原文摘录

━━━

PHP 使用 nikic/php-parser 处理 AST

发布时间 2023-09-08 01:40:43作者: 菜皮日记

先来熟悉 php-parser 的 API

nikic/PHP-Parser 可以解析 PHP 代码并生成 AST,还支持修改 AST 再还原成PHP源码,从而实现元编程,可用来做 AOP 和静态代码检查等。Swoft 框架中 AOP 也是基于 PHP-parser 开发的。

https://github.com/nikic/PHP-Parser

首先使用 composer 安装 php-parser

composer require nikic/php-parser

在代码中引入 autoload.php,开始测试代码

<?php
require __DIR__ . '/vendor/autoload.php';

use PhpParser\Error;
use PhpParser\NodeDumper;
use PhpParser\ParserFactory;

// 定义一段PHP代码
$code = <<<'CODE'
<?php
function printLine($msg) {
    echo $msg, "\n";
}
printLine('Hello World!!!');
CODE;

// 创建一个解析器parser,需要指定优先版本
$parser = (new ParserFactory)->create(ParserFactory::PREFER_PHP7);
try {
		// 解析上面定义的PHP代码
    $ast = $parser->parse($code);
} catch (Error $error) {
    echo "Parse error: {$error->getMessage()}\n";
    return;
}

$dumper = new NodeDumper;
// 打印出生成的 AST
echo $dumper->dump($ast) . "\n========\n";

打印出结果:


array(
    0: Stmt_Function(
        attrGroups: array(
        )
        byRef: false
        name: Identifier(
            name: printLine
        )
        params: array(
            0: Param(
                attrGroups: array(
                )
                flags: 0
                type: null
                byRef: false
                variadic: false
                var: Expr_Variable(
                    name: msg
                )
                default: null
            )
        )
        returnType: null
        stmts: array(
            0: Stmt_Echo(
                exprs: array(
                    0: Expr_Variable(
                        name: msg
                    )
                    1: Scalar_String(
                        value:

                    )
                )
            )
        )
    )
    1: Stmt_Expression(
        expr: Expr_FuncCall(
            name: Name(
                parts: array(
                    0: printLine
                )
            )
            args: array(
                0: Arg(
                    name: null
                    value: Scalar_String(
                        value: Hello World!!!
                    )
                    byRef: false
                    unpack: false
                )
            )
        )
    )
)

AST 中各个结构说明可参见文档:https://github.com/nikic/PHP-Parser/blob/master/doc/2_Usage_of_basic_components.markdown#node-tree-structure

上面打印的数组中分别是:

  • Stmt_Function -> PhpParser\Node\Stmt\Function_
  • Stmt_Expression -> PhpParser\Node\Stmt\Expression

Function_ 有个 _ 后缀是因为 Function 本身是保留字,包中还有很多命名带有_ 也都是这个原因。

Node 的类型说明:

  • PhpParser\Node\Stmts are statement nodes, i.e. language constructs that do not return a value and can not occur in an expression. For example a class definition is a statement. It doesn't return a value and you can't write something like func(class A {});.

━━━

[数据条目]
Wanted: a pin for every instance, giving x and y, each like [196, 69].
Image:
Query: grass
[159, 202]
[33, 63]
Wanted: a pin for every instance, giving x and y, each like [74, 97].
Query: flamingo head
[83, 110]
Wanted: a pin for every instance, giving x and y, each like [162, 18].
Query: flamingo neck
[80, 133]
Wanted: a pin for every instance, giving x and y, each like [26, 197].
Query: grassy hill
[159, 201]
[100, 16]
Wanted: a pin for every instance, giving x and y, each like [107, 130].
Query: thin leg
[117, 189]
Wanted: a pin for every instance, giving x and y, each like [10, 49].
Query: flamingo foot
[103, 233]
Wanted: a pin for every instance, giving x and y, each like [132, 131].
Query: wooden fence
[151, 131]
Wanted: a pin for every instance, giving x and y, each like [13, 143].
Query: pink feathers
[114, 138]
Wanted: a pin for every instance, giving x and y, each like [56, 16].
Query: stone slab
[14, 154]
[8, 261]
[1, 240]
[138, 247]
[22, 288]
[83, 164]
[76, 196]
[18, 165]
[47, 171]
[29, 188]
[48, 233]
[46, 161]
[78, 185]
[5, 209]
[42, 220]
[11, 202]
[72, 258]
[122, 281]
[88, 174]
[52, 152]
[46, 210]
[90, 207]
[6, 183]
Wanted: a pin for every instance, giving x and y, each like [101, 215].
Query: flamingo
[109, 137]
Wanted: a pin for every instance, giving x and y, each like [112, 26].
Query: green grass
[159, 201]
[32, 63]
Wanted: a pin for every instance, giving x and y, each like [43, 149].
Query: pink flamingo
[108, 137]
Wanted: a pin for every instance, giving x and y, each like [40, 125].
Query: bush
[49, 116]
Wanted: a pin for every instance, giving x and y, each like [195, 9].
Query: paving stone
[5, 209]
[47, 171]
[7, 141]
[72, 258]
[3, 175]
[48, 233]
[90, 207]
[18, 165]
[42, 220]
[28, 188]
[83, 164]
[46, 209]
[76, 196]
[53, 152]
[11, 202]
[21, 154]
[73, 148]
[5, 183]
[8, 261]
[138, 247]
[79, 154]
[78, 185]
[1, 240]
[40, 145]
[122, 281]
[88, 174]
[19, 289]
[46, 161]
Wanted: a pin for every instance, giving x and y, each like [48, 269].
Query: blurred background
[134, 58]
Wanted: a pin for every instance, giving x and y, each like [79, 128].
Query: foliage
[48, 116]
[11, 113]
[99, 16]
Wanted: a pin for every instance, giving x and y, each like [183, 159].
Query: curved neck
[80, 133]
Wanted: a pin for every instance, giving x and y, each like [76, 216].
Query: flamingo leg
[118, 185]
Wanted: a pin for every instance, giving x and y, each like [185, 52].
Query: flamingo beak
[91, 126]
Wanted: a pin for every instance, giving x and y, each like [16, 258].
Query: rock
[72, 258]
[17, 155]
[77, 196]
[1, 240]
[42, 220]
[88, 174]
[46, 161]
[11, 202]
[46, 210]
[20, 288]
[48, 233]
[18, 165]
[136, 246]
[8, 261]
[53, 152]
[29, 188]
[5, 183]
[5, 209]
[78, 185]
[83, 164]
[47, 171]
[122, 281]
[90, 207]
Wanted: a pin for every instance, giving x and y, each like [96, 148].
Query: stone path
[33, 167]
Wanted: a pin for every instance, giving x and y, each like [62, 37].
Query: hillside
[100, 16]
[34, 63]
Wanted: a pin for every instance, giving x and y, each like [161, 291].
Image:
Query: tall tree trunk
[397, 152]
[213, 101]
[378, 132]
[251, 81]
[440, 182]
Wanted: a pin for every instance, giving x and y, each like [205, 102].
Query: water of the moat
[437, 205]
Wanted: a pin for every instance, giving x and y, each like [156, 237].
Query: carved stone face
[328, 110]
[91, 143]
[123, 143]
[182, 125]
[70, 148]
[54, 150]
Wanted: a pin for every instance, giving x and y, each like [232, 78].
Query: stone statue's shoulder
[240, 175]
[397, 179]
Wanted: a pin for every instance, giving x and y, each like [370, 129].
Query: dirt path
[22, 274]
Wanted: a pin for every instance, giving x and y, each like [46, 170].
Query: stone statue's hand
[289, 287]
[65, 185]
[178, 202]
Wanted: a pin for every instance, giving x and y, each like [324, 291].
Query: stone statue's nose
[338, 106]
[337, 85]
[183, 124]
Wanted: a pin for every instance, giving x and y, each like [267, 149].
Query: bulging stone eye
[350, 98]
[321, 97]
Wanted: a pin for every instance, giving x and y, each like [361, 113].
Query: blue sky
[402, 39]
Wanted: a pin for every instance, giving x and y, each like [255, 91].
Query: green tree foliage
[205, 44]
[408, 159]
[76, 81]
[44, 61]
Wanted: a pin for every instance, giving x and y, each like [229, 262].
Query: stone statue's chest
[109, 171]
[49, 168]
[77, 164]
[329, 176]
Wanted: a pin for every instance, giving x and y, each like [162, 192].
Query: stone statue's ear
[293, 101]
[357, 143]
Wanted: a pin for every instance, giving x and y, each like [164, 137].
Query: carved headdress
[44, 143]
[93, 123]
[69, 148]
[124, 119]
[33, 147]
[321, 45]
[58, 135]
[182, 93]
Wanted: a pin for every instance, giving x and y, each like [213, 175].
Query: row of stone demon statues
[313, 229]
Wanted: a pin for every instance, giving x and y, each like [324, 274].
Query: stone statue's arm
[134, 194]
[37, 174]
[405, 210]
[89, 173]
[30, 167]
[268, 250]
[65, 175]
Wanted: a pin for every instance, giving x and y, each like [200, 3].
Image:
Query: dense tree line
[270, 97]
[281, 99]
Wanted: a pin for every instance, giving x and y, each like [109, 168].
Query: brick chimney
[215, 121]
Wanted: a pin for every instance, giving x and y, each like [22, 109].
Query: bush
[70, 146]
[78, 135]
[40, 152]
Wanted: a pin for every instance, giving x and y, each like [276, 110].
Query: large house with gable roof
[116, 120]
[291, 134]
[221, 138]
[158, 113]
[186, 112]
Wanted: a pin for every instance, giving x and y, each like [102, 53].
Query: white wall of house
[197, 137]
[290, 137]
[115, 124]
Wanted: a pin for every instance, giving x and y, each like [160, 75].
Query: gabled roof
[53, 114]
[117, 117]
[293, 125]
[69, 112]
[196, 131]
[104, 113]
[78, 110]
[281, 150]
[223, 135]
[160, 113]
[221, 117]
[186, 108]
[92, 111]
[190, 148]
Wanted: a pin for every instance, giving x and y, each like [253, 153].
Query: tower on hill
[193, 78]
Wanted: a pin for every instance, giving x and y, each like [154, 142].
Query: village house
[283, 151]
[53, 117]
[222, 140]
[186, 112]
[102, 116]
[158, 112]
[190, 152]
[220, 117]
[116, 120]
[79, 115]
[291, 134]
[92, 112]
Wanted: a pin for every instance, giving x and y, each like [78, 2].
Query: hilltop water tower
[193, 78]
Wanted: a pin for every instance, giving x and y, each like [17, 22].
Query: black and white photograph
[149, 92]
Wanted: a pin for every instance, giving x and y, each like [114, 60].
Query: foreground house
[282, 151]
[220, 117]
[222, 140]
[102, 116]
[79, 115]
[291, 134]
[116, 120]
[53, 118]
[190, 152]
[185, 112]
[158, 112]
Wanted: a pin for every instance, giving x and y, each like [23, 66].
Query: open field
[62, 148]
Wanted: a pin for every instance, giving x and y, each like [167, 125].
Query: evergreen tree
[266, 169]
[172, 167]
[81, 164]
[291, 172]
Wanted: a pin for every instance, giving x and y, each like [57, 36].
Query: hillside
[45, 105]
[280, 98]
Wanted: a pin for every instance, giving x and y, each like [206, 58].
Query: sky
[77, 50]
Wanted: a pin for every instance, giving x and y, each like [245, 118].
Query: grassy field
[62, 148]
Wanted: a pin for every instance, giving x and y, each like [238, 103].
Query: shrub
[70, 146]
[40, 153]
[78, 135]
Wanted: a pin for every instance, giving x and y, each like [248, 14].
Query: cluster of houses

━━━

任务要求
(1) 依据原文回答以下问题：
(a) 安装 php-parser 用的是哪条命令？
(b) 创建解析器时指定的优先版本常量是什么？
(c) Function_ 为什么带有 _ 后缀？
(2) 列出原文示例代码中用 use 语句引入的全部类名。
(3) 把原文中的句子"Swoft 框架中 AOP 也是基于 PHP-parser 开发的。"译成英文。
只根据原文作答。

任务结果
(1)
(a) composer require nikic/php-parser
(b) ParserFactory::PREFER_PHP7
(c) 因为 Function 本身是保留字。

(2)
PhpParser\Error
PhpParser\NodeDumper
PhpParser\ParserFactory

(3) The AOP in the Swoft framework is also built on PHP-parser.